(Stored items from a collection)
————————

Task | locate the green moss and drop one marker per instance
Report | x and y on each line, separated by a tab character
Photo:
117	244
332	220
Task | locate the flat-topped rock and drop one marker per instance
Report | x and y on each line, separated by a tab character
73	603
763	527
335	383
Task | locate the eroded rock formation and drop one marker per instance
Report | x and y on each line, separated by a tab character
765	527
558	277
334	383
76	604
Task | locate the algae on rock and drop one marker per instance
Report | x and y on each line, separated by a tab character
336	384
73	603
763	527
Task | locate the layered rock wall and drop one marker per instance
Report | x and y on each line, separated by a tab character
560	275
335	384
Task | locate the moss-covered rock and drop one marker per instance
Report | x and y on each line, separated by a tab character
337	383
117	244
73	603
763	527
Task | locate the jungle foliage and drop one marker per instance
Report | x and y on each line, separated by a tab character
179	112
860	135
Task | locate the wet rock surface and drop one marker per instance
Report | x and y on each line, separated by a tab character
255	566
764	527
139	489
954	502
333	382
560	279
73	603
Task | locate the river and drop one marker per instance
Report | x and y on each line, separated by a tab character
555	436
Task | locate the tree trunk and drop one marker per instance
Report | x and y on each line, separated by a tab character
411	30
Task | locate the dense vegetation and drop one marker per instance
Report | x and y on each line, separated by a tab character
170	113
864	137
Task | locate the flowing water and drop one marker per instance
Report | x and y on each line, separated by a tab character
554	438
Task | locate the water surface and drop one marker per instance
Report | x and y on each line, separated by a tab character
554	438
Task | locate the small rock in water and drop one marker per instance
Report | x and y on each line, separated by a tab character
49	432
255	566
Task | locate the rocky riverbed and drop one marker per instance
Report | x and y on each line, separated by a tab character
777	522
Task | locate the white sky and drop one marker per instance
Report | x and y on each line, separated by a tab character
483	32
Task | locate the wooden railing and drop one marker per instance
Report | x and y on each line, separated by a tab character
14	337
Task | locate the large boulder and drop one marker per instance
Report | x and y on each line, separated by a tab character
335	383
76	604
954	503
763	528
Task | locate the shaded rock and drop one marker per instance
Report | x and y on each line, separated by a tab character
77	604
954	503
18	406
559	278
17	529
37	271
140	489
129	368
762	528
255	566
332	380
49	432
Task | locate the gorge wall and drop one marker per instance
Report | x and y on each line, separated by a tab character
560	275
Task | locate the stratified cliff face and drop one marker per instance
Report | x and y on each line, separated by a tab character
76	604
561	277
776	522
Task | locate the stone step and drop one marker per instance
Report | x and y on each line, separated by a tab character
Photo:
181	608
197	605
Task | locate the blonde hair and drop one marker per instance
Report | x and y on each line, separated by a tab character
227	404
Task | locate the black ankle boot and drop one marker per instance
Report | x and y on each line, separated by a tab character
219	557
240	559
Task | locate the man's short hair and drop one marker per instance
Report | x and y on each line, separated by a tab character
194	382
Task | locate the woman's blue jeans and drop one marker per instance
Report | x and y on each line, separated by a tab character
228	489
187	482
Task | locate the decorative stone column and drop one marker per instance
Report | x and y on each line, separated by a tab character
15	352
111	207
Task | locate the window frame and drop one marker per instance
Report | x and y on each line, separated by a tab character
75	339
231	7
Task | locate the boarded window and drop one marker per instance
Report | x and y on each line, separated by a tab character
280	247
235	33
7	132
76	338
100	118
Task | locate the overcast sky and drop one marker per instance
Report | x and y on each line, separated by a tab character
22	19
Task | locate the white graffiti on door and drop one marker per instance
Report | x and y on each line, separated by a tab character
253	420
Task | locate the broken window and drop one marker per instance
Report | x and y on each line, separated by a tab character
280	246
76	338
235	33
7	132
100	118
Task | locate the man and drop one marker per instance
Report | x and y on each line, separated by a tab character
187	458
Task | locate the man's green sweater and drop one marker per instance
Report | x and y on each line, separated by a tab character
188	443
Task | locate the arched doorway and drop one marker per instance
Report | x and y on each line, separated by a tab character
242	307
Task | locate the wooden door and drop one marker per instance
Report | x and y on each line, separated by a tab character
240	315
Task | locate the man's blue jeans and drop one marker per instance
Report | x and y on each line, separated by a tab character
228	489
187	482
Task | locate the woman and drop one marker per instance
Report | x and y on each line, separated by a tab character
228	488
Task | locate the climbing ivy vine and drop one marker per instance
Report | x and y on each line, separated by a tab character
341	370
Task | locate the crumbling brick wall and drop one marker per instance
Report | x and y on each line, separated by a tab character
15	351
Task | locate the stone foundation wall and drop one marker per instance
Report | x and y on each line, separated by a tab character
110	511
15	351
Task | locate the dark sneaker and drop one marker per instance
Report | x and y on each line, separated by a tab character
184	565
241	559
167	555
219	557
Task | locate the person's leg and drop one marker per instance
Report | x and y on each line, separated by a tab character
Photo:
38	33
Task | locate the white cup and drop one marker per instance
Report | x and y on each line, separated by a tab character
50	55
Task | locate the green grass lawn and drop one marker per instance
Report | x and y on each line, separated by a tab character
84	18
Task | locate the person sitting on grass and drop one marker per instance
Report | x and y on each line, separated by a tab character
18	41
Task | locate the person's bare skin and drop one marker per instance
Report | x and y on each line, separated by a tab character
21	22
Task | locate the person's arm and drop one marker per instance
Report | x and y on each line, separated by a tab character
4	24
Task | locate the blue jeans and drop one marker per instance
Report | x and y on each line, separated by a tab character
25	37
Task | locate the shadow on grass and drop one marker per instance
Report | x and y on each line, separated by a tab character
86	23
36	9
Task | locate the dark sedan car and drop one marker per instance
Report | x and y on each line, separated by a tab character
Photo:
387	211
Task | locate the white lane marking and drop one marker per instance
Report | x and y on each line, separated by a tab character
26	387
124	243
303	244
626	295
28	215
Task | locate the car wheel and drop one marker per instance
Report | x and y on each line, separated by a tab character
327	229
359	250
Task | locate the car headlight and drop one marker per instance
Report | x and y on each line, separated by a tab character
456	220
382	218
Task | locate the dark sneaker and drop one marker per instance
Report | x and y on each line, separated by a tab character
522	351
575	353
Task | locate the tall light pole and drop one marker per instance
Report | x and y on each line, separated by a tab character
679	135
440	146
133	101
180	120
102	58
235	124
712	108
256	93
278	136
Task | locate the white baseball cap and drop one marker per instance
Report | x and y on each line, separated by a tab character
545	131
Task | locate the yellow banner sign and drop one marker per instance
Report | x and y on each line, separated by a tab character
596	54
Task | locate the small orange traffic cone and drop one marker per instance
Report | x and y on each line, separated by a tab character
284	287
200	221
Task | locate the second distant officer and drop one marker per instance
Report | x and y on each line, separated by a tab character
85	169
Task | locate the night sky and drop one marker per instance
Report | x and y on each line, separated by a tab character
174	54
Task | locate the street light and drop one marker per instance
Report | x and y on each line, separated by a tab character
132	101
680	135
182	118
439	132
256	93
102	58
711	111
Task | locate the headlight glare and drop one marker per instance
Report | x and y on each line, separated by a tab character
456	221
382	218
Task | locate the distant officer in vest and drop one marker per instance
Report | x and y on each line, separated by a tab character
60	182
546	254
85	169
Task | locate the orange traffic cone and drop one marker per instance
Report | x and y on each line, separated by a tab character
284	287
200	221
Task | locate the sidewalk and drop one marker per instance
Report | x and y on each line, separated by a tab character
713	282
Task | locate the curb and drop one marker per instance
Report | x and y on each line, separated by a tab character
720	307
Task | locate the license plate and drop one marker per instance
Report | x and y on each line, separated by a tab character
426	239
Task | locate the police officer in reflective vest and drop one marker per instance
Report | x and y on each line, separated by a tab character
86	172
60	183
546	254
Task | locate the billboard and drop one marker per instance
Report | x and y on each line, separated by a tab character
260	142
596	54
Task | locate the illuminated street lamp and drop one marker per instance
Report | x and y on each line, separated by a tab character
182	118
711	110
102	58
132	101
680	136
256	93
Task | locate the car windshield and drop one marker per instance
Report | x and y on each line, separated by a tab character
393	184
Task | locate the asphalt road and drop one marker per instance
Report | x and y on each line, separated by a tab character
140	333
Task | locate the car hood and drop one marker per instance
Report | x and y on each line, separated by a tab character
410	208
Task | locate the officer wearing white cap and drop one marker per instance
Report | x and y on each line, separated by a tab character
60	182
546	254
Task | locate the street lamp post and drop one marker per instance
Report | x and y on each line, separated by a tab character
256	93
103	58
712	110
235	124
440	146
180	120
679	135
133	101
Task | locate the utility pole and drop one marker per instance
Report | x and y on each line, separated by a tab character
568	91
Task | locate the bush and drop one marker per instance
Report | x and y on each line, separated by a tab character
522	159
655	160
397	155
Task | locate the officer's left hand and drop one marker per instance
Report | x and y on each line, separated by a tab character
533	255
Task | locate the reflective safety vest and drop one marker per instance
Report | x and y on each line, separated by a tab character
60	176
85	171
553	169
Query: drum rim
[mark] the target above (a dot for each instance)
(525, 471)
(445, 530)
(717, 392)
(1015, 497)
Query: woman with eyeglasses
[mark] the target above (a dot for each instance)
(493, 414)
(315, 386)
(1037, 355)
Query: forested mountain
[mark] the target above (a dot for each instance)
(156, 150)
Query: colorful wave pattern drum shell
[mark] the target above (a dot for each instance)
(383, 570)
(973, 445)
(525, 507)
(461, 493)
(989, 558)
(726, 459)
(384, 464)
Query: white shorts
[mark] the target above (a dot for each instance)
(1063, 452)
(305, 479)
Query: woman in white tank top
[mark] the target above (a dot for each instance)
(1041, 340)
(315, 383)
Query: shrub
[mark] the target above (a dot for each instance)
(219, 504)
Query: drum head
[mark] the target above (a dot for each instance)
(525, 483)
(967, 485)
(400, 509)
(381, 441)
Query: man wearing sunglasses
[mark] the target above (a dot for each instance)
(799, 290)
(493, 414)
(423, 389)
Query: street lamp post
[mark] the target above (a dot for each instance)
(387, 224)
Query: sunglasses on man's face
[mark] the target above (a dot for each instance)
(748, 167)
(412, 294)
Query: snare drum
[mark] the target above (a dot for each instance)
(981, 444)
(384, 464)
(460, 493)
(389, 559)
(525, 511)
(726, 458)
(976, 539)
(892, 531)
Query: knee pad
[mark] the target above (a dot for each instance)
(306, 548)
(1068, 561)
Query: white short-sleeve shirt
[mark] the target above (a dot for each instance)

————————

(Requirement)
Could you retype exactly the lines from the first one of the records through the line containing "Task | locate the wet", both included, and nothing more?

(Problem solution)
Task | locate the green moss and drop one marker per instance
Report | x and y on each line, separated by a tab character
Photo:
117	244
332	220
Task | locate the flat-topped rock and drop one marker per instance
Report | x and y on each line, separated by a tab character
73	603
763	527
335	383
Task | locate the eroded rock formation and drop one marker per instance
Report | x and y on each line, separated by a tab character
765	527
558	277
334	383
76	604
Task | locate the algae on rock and drop one marker per instance
Report | x and y on each line, separated by a tab character
336	384
73	603
763	527
Task | locate the layered rock wall and drop one marker per instance
Report | x and y on each line, separated by a tab character
560	275
335	384
Task | locate the moss-covered rock and drop one marker per instance
Report | x and y on each line, separated by a tab character
337	383
117	244
73	603
763	527
Task | locate the jungle foliage and drop one marker per instance
Report | x and y on each line, separated by a tab character
179	112
860	135
Task | locate the wet rock surface and drop one marker per instance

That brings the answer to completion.